Texte fourni:

# [sécuritaire] À tout va...

## pti-rem

Bonjour,

C'est un message de désolation et d'incompréhension, de colère aussi ; je suis d'un signe d'Air et ça me brasse.

On peut crypter ses e-mails avec la Pretty Good Privacy par exemple ;

On peut soit disant masquer son IP avec l'utilisation d'un proxy ou d'un web-proxy ; Le nom d'hôte associé n'est pas forcément changé (Chrome s'en charge bien, j'ai vu ça dans mes essais)

Le proxy utilisé voit tout passer, il pourrait en faire usage et il pourrait aussi être une sorte de "Honeypot"

Il y a aussi les VPN pour "tous" ou presque maintenant...

Je ne comprends pas le pourquoi de tout ça.

Le FAI garde "tout" pendant deux ans je crois ?

Je n'ai jamais crypté un email.

J'ai à peine utilisé le téléchargement illégal par torrent avant de tout rapidement résilier à mes frais. C'est sans fin ces systèmes avec un peu d'astuce et quelques dépenses.

Mon accès internet est au nom de ma mère et je m'interdit de prendre le moindre risque de lui faire recevoir la deuxième «recommandation» HADOPI

Je reste dans les clous. Et même sans grand moyen et avec le savoir faire. Je préfère être «à poil» et ne pas avoir accès aux dernières sorties et aux œuvres que je ne peux pas me payer.

Maintenant, j'ai l'impression qu'il faut se cacher et qu'il faut tout cacher.

On ne vit pas une époque formidable.

À vrai dire, c'est stressant de savoir que la totalité de sa vie numérique peut être explorée de plein droit avec la loi sur le Renseignement de 2015 et les lois de sécurité intérieure de la fin 2013.

Donc c'est pour ça que «cachemoi» se vend à tour de bras ? Est-ce vraiment le cas ?

Personnellement, j'ai fait pointer facebook et t411 sur 127.0.0.1

Et je vais essayer de me passer des services de google.

C'est un climat anxiogène que donne cette période sécuritaire.

----------

## Magic Banana

 *pti-rem wrote:*   

> Je ne comprends pas le pourquoi de tout ça.
> 
> Le FAI garde "tout" pendant deux ans je crois ?

 

Si tu chiffres tes courriels avec PGP (un chiffrement "bout à bout"), ton FAI ne voit passer que des messages incompréhensibles pour lui (sauf le destinataire et le sujet). Il faut la clé privée du destinataire pour déchiffrer.

Si tu utilises un VPN, ton FAI ne voit passer que du contenu chiffré vers ce VPN. Il ne sait pas où le message ira après le VPN. Sauf si il y travaille en surveillant ce qui sort du VPN. En ce cas, Tor est une solution.

Consignes et exigences:
Reproduisez sans rien changer le passage du fil de discussion sur la vie privée en ligne, en commençant par « À vrai dire, c'est » et en allant jusqu'à « cette période sécuritaire. ».

Matériel fourni:
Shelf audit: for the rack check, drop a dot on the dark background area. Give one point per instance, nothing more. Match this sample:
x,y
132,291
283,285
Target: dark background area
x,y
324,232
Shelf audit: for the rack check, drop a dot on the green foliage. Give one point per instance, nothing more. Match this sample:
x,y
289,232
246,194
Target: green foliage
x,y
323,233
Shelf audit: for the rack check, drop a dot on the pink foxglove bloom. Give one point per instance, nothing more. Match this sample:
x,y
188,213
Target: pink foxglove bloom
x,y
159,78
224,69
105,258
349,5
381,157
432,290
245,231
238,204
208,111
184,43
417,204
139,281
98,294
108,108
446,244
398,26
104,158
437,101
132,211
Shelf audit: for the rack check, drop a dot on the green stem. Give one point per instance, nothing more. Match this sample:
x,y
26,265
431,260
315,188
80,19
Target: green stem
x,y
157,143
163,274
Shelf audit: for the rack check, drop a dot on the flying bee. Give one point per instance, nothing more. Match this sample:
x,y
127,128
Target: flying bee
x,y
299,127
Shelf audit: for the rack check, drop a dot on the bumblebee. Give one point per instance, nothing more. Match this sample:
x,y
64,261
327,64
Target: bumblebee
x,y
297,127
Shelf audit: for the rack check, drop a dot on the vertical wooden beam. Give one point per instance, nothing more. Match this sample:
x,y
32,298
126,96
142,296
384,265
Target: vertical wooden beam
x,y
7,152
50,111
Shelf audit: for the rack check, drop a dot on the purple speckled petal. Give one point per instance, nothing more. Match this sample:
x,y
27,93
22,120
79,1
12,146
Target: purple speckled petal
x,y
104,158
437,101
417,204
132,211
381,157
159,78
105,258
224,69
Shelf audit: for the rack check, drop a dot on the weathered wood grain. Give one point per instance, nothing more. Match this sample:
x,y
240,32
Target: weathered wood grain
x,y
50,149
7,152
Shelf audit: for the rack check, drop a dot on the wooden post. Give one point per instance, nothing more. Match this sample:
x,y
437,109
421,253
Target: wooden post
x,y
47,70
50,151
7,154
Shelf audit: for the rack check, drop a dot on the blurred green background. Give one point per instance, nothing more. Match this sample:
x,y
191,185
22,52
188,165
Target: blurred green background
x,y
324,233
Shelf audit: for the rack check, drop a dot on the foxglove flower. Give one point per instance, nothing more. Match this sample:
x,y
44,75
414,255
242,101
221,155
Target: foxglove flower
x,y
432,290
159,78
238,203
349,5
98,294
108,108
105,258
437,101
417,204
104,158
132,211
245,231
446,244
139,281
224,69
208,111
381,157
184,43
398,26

Solution détaillée:
À vrai dire, c'est stressant de savoir que la totalité de sa vie numérique peut être explorée de plein droit avec la loi sur le Renseignement de 2015 et les lois de sécurité intérieure de la fin 2013.

Donc c'est pour ça que «cachemoi» se vend à tour de bras ? Est-ce vraiment le cas ?

Personnellement, j'ai fait pointer facebook et t411 sur 127.0.0.1

Et je vais essayer de me passer des services de google.

C'est un climat anxiogène que donne cette période sécuritaire.